§ **Set exercise**: Show each line of the data below that contains the string "reef", copying the lines whole. Case counts.

§ **Provided entries**:
○ ○ ○ ○
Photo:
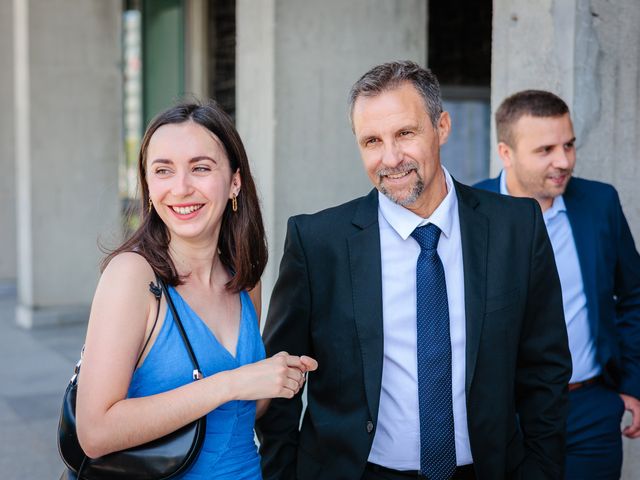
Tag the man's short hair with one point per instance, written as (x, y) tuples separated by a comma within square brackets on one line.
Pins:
[(391, 75), (536, 103)]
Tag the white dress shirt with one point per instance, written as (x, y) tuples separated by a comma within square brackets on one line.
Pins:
[(397, 439), (574, 301)]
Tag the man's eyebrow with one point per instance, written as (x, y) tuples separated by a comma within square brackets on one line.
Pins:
[(166, 161)]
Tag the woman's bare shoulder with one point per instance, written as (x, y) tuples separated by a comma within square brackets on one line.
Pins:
[(127, 272)]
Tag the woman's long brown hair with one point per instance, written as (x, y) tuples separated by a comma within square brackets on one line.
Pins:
[(242, 243)]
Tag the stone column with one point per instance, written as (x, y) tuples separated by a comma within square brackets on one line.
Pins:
[(585, 51), (7, 162), (68, 141), (296, 60)]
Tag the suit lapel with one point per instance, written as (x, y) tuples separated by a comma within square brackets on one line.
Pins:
[(474, 232), (366, 281), (582, 230)]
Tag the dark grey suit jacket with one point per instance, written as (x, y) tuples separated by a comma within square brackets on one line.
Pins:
[(327, 303)]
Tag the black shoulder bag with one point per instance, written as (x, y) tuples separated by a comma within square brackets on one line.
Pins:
[(159, 459)]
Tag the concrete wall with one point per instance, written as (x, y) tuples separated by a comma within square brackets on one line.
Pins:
[(296, 61), (68, 125), (7, 163), (586, 51)]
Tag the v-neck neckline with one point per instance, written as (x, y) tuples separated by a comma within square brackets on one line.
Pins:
[(235, 357)]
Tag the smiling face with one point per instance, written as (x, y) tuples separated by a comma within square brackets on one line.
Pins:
[(190, 180), (400, 148), (542, 160)]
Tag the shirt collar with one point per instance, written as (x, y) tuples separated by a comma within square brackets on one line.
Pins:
[(404, 221), (557, 206)]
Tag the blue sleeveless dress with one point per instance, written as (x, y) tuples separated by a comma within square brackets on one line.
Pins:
[(229, 451)]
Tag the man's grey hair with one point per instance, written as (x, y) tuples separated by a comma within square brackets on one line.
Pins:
[(391, 75)]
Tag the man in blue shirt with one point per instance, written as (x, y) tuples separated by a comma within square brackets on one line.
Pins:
[(599, 271)]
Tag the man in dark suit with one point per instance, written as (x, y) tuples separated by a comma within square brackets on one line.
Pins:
[(433, 309), (599, 270)]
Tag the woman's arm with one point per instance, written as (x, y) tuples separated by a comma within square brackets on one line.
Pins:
[(121, 311)]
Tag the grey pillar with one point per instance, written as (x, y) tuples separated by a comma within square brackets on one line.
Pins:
[(586, 51), (68, 141), (7, 162), (296, 60)]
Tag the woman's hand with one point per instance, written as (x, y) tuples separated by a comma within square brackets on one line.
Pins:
[(281, 376)]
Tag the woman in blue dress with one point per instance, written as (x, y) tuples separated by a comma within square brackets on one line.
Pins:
[(201, 232)]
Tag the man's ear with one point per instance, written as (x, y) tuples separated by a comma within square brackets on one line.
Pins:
[(506, 154), (444, 127)]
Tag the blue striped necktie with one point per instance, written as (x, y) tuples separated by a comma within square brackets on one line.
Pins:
[(437, 436)]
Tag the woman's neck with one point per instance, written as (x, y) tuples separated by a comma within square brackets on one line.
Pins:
[(200, 262)]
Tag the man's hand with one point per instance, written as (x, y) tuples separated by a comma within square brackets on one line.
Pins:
[(632, 404)]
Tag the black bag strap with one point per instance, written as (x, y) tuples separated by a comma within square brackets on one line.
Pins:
[(157, 292), (197, 373)]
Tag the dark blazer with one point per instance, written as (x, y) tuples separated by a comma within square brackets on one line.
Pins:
[(327, 303), (610, 267)]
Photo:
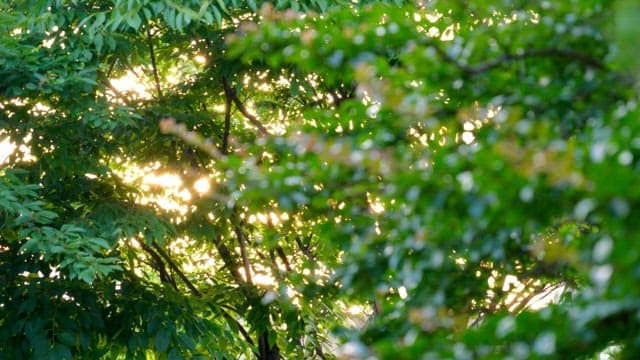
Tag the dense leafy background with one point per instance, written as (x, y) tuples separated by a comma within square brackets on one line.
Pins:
[(390, 179)]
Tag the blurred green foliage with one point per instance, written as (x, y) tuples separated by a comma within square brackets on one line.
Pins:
[(388, 179)]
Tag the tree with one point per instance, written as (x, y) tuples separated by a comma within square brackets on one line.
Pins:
[(442, 165)]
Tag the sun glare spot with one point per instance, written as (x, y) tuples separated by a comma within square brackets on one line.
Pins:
[(202, 186), (200, 59)]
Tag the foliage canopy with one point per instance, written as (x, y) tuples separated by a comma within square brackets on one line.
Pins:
[(442, 166)]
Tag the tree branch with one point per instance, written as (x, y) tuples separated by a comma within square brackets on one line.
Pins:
[(243, 111), (153, 63), (175, 268), (229, 261), (228, 97), (243, 252), (283, 257), (305, 249), (164, 275)]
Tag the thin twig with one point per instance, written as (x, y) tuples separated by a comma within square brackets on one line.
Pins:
[(175, 268), (164, 275), (283, 257), (228, 97), (241, 328), (243, 110), (507, 58), (243, 252), (305, 249), (153, 63)]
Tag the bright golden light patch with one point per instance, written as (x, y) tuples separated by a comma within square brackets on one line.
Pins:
[(129, 83), (6, 149), (202, 186), (200, 59)]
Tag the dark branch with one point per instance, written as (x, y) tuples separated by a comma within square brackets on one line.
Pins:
[(241, 328), (159, 265), (153, 63), (283, 257), (228, 97), (229, 261), (305, 249), (252, 119), (175, 268)]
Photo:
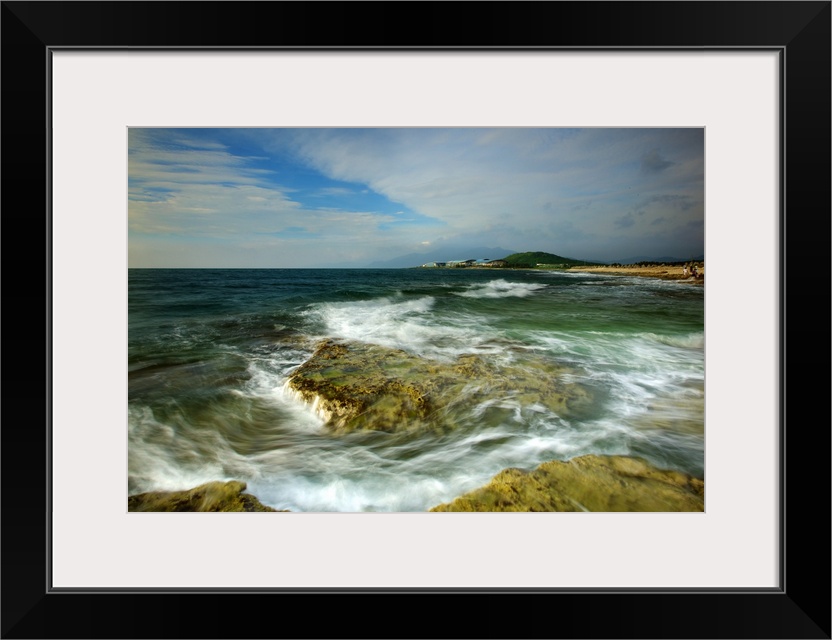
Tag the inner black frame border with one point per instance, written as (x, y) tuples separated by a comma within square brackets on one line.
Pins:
[(799, 31)]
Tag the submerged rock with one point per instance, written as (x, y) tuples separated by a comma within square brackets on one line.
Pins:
[(356, 386), (587, 483), (213, 496)]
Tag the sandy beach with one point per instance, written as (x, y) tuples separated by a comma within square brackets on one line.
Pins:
[(663, 272)]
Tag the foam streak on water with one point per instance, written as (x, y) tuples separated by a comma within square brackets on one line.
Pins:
[(211, 352)]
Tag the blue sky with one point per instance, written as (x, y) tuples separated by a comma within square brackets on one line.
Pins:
[(246, 197)]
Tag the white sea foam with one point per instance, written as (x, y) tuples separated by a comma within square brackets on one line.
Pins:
[(501, 289), (410, 325)]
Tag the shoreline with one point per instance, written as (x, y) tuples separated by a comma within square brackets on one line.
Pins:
[(662, 272)]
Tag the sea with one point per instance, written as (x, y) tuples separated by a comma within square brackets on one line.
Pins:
[(211, 351)]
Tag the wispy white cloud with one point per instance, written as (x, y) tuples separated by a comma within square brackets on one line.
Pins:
[(582, 193)]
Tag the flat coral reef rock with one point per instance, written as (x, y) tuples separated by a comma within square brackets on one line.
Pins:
[(356, 386), (587, 483), (212, 496)]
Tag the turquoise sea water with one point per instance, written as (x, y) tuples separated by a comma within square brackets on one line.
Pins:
[(210, 352)]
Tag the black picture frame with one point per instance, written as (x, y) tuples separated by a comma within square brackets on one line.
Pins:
[(799, 608)]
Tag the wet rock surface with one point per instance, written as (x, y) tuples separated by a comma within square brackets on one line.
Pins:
[(587, 483), (356, 386), (212, 497)]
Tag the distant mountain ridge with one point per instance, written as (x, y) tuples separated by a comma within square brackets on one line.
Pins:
[(534, 258), (530, 258)]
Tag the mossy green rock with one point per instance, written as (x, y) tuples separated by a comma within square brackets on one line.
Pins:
[(587, 483), (212, 496), (357, 386)]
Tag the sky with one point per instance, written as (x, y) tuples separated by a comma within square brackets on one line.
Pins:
[(315, 197)]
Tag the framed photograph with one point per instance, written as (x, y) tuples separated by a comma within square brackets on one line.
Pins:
[(102, 101)]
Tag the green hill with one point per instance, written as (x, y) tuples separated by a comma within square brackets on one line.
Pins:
[(534, 258)]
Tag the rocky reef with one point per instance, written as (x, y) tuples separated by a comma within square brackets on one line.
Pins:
[(212, 496), (586, 483), (356, 386)]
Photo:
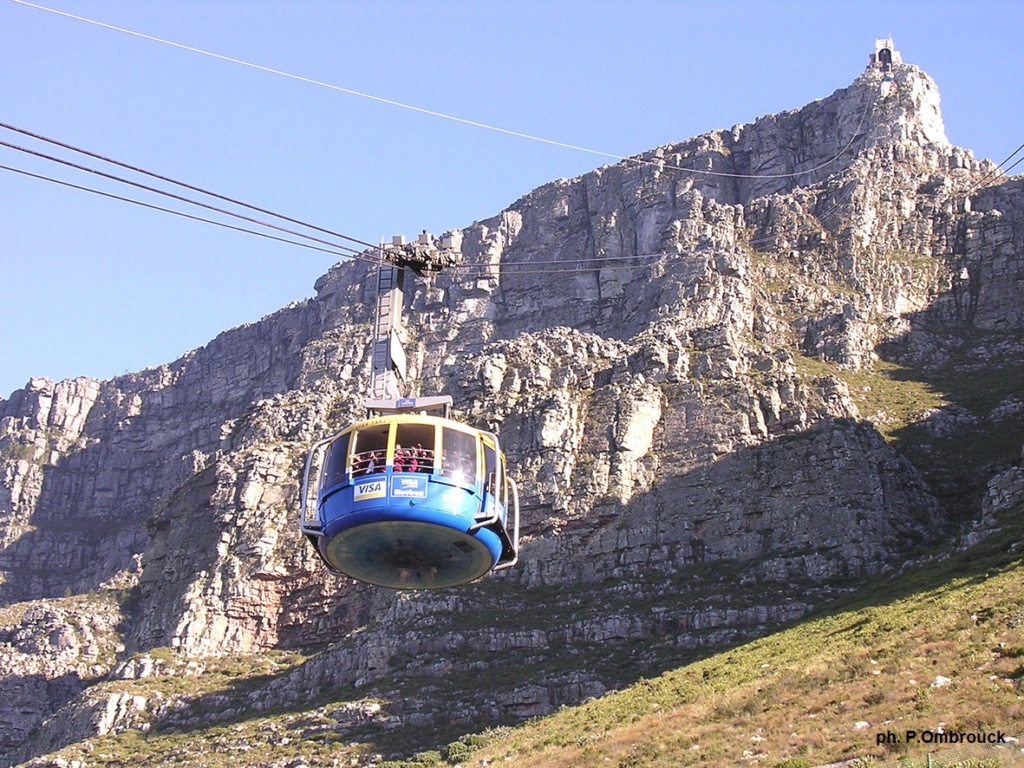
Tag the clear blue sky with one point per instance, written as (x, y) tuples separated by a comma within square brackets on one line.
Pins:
[(98, 288)]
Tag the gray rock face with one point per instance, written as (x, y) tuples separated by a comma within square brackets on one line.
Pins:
[(639, 338)]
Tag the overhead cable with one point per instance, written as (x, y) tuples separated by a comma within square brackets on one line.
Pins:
[(181, 183), (164, 193), (444, 116), (170, 210)]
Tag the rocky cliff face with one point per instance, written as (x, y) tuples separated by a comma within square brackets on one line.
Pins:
[(685, 355)]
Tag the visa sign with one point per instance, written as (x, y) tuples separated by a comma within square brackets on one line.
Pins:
[(366, 491)]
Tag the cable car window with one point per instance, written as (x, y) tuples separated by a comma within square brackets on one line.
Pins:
[(336, 463), (414, 448), (459, 456), (369, 450), (488, 464)]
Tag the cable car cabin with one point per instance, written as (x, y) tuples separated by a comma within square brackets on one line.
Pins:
[(412, 501)]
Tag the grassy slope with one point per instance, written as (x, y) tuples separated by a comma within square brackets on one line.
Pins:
[(805, 691), (801, 694)]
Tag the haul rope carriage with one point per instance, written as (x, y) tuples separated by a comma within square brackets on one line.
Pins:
[(409, 498)]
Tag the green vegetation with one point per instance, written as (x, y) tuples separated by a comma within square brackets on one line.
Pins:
[(817, 691), (799, 694)]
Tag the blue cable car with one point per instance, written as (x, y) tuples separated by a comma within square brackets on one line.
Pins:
[(409, 500)]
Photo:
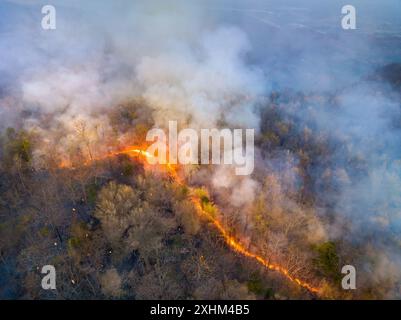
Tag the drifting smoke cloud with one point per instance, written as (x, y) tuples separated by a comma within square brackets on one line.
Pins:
[(206, 63)]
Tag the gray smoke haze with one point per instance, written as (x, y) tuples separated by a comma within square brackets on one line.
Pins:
[(203, 62)]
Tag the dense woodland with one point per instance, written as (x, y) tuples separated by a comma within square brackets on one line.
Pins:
[(114, 229)]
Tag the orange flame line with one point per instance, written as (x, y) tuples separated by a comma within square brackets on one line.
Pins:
[(229, 240)]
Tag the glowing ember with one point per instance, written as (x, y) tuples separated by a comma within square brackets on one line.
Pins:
[(231, 241)]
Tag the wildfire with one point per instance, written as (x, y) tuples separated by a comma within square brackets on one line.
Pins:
[(231, 241)]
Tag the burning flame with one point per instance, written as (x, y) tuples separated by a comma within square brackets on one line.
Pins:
[(231, 241)]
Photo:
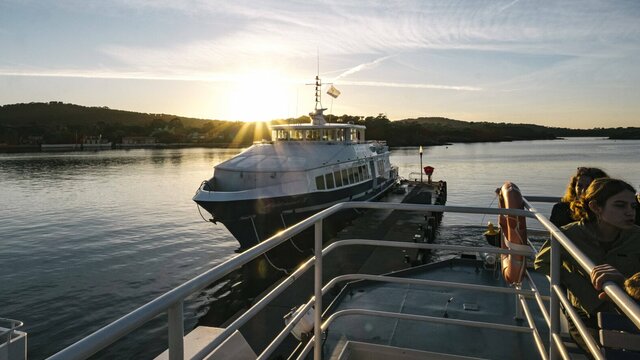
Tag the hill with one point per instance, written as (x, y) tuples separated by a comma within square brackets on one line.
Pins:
[(56, 122)]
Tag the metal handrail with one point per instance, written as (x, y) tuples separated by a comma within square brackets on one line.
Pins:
[(613, 290), (172, 301)]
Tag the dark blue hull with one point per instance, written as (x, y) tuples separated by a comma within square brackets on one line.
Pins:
[(253, 221)]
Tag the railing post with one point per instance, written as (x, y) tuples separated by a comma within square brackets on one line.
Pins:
[(317, 290), (176, 331), (554, 303)]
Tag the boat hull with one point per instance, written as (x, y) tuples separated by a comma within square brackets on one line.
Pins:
[(255, 220)]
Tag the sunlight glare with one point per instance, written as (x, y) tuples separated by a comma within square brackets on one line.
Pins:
[(259, 96)]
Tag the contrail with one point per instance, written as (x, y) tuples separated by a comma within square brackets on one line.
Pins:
[(411, 86), (361, 67)]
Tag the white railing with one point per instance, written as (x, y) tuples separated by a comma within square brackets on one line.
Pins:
[(172, 302)]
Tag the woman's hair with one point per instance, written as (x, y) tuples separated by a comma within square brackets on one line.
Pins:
[(593, 173), (599, 191)]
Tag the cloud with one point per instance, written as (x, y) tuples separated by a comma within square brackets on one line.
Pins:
[(361, 67), (411, 86)]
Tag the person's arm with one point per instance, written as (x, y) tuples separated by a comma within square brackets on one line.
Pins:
[(571, 277), (603, 273)]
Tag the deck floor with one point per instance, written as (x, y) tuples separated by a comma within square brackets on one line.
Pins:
[(431, 301)]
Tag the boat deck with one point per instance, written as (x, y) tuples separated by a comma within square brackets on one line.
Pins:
[(402, 336)]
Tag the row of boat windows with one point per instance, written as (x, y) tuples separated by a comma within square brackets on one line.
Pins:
[(318, 134), (342, 177)]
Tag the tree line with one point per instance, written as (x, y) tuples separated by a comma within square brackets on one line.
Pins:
[(56, 122)]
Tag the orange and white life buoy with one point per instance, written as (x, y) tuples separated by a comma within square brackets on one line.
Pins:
[(514, 229)]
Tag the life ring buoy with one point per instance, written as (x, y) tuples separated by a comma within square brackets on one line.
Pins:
[(514, 229)]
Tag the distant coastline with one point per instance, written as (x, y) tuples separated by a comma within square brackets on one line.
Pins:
[(27, 127)]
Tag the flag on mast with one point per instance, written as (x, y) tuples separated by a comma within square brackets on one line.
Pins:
[(333, 92)]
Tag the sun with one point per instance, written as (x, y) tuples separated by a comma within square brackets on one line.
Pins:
[(259, 96)]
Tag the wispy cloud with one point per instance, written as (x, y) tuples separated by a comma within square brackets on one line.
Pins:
[(361, 67), (411, 86)]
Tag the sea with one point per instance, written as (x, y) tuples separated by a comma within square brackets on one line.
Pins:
[(86, 237)]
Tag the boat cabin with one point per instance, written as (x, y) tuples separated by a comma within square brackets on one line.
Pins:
[(345, 133)]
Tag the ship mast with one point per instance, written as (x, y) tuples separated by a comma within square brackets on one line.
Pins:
[(317, 117)]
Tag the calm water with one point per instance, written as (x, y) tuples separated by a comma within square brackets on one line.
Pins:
[(87, 237)]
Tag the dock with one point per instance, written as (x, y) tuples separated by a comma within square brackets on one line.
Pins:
[(388, 225)]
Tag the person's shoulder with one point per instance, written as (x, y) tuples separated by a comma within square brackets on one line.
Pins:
[(576, 227), (560, 206)]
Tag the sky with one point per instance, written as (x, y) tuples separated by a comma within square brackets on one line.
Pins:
[(555, 63)]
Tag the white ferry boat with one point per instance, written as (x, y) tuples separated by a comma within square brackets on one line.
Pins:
[(456, 308), (304, 168)]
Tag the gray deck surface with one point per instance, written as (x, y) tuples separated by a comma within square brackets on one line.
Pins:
[(430, 301)]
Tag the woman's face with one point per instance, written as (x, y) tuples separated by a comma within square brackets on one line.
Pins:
[(582, 184), (619, 210)]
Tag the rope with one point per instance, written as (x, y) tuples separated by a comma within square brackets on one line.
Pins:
[(200, 212), (290, 239), (265, 254), (485, 215)]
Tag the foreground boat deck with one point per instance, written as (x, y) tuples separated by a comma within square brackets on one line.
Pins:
[(401, 338)]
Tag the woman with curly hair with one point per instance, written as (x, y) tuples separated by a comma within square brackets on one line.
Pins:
[(562, 214), (605, 232)]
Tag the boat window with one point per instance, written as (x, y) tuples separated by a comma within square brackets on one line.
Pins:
[(295, 162), (362, 173), (236, 160), (345, 176), (320, 182), (313, 134), (250, 161), (297, 135), (338, 176), (329, 180), (272, 162)]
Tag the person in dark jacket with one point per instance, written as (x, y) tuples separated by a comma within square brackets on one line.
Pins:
[(607, 235), (562, 214)]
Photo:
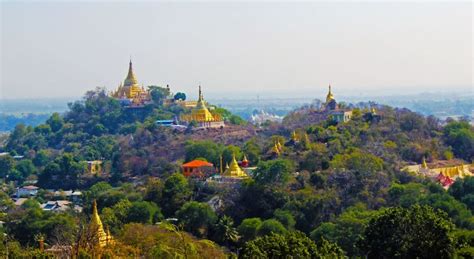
○ ○ ○ ○
§ **Task output**:
Tag the flat coral reef rock with one point per instance, written as (x, y) tuples separated by a comma within square brackets on one line.
Tag the rocky reef with one point per instance, written as (x, y) tuples separated by a comma within square brackets on one line.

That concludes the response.